• Consignes:
1 - Recopiez l'extrait sur le pédalage depuis « Un vélociste que » jusqu'à « faut tourner rond. ».
2 - Pour chacune des affirmations suivantes, répondez par oui ou par non selon l'extrait sur le pédalage, puis citez les mots qui tranchent : (a) Le vélociste a été le masseur d'un ancien vainqueur du Tour de France. (b) Le vélociste attend qu'on lui réponde quand il parle. (c) Selon le vélociste, l'axe de la pédale passe au-dessus de la plante du pied.

• Extrait:
Un vélociste que je connais bien, qui fut le masseur attitré d'un de nos plus grands champions, ex-vainqueur du Tour de France, et qui est resté, toujours en qualité de masseur, mêlé au monde des coureurs sur route, qui est en outre ingénieux, curieux, inventif et inventeur, et bavard ! bavard ! au point qu'il ne vous demande jamais de lui répondre et qu'on n'a qu'à l'écouter, m'a dit :

— Monsieur, pour pédaler correctement, il faut tourner rond.

— Parbleu !

— Est-ce que vous prétendez tourner rond ? Vos pédales tournent rond, mais vos pieds tournent rond ... comme une pomme de terre.

— Comme une pomme de terre !

— Mais bien sûr ! Je parle de la plante de vos pieds, qui, au point mort haut, n'est pas à la même distance de l'axe du pédalier qu'elle l'est au point mort bas. Et il s'en faut de plusieurs centimètres. Vous pédaleriez rond si l'axe de votre pédale passait par votre plante de pied, mais il est au-dessous. Comprenez-moi bien, c'est la semelle de votre soulier de cycliste et non l'axe de la pédale qui devrait être, en tournant, à une distance constante de l'axe du pédalier.

— Oui ... enfin : idéalement !

• Documents fournis:
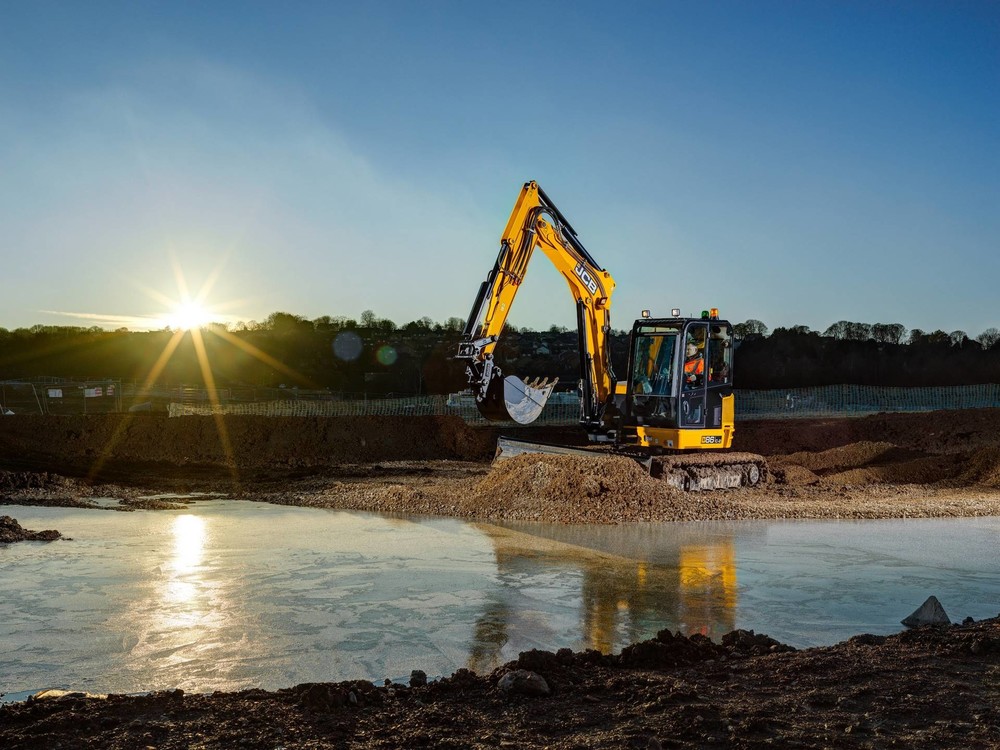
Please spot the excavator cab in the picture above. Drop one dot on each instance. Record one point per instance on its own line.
(679, 391)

• Réponses:
1 -
Un vélociste que je connais bien, qui fut le masseur attitré d'un de nos plus grands champions, ex-vainqueur du Tour de France, et qui est resté, toujours en qualité de masseur, mêlé au monde des coureurs sur route, qui est en outre ingénieux, curieux, inventif et inventeur, et bavard ! bavard ! au point qu'il ne vous demande jamais de lui répondre et qu'on n'a qu'à l'écouter, m'a dit :

— Monsieur, pour pédaler correctement, il faut tourner rond.

2 -
(a) Oui : « qui fut le masseur attitré d'un de nos plus grands champions, ex-vainqueur du Tour de France ».
(b) Non : « il ne vous demande jamais de lui répondre ».
(c) Non : « mais il est au-dessous ».